▶ _DOCUMENT SEGMENT_:
* * * * * * *

James Joseph is a UK staff correspondent for JURIST.
The state of the courts and tribunals in England and Wales has become critical. In previous dispatches about strike action taken by the Criminal Bar Association I have addressed the scale of the issue, and the dire needs of a justice system on the brink of collapse.
Now in an interview with Bloomberg, Chair of the Criminal Bar Association of England and Wales Kirsty Brimelow QC has said that investment in the crumbling court system is needed now.
The scale of strike action that this country is currently seeing is unprecedented. The rail union have been striking and postal workers have also voted for strike action. Britain’s budget crunch also has widespread implications across services, from education to health care. Post-pandemic Britain is looking less prosperous than Prime Minister Rishi Sunak’s Mais Lecture during his tenure as Chancellor lately made out. The reverberations of the crisis in the justice system threaten one of the most basic functions of a democratic government: implementing the rule of law. The Chair of the Bar Council Mark Fenhalls KC has said: “Over the last decade, court buildings have been slowly crumbling and staff are forced to scramble to fix plumbing, repair electricity and even replace light bulbs.”

* * * * * * *

▶ _WHAT TO DO_:
Copy the entire article on the crisis in the courts of England and Wales word for word. Draw only on the article above.

▶ _EXTRACTED MATERIAL_:
* * * * * * *

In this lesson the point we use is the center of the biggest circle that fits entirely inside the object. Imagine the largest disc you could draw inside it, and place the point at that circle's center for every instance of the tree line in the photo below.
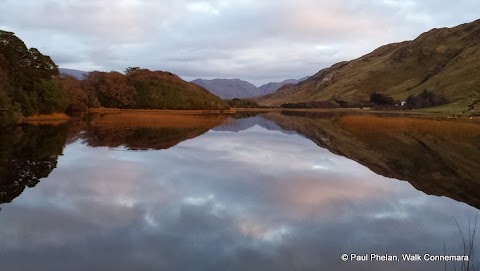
(30, 83)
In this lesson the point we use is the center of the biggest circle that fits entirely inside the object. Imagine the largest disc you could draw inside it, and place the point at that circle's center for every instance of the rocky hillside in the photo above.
(444, 61)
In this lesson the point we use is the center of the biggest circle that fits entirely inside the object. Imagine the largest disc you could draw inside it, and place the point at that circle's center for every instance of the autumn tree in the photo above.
(112, 89)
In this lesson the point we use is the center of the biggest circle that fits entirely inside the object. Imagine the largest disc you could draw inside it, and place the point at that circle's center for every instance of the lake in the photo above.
(272, 191)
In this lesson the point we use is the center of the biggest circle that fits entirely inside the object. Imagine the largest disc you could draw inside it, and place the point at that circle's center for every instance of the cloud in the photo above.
(254, 40)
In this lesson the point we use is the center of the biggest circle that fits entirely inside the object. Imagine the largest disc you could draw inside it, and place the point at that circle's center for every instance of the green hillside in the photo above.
(444, 61)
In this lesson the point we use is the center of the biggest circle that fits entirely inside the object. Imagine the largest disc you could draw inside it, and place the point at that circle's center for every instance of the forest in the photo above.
(30, 84)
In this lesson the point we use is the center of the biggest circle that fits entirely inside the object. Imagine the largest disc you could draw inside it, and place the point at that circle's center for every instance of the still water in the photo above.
(267, 192)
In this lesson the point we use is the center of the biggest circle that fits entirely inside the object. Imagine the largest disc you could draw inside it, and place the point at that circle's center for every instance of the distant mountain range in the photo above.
(236, 88)
(444, 61)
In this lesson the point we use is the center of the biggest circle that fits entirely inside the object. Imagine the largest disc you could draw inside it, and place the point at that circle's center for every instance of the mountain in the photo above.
(273, 86)
(75, 73)
(236, 88)
(443, 61)
(228, 88)
(145, 89)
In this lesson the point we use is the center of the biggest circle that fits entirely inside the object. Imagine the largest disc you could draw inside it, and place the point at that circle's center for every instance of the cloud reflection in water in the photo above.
(256, 199)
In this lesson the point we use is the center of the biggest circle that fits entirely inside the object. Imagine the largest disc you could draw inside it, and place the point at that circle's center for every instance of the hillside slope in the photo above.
(444, 61)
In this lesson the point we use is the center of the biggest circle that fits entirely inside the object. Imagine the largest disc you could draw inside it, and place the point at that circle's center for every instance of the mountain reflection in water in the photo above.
(209, 193)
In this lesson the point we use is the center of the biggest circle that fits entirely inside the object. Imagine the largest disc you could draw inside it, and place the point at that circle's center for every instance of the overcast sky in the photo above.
(255, 40)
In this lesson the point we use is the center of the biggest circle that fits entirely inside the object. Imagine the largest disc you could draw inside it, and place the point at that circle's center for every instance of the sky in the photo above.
(258, 41)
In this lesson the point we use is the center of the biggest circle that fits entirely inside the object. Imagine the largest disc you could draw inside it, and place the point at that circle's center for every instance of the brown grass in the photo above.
(160, 111)
(44, 119)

* * * * * * *

▶ _RESPONSE TO THE TASK_:
James Joseph is a UK staff correspondent for JURIST.
The state of the courts and tribunals in England and Wales has become critical. In previous dispatches about strike action taken by the Criminal Bar Association I have addressed the scale of the issue, and the dire needs of a justice system on the brink of collapse.
Now in an interview with Bloomberg, Chair of the Criminal Bar Association of England and Wales Kirsty Brimelow QC has said that investment in the crumbling court system is needed now.
The scale of strike action that this country is currently seeing is unprecedented. The rail union have been striking and postal workers have also voted for strike action. Britain’s budget crunch also has widespread implications across services, from education to health care. Post-pandemic Britain is looking less prosperous than Prime Minister Rishi Sunak’s Mais Lecture during his tenure as Chancellor lately made out. The reverberations of the crisis in the justice system threaten one of the most basic functions of a democratic government: implementing the rule of law. The Chair of the Bar Council Mark Fenhalls KC has said: “Over the last decade, court buildings have been slowly crumbling and staff are forced to scramble to fix plumbing, repair electricity and even replace light bulbs.”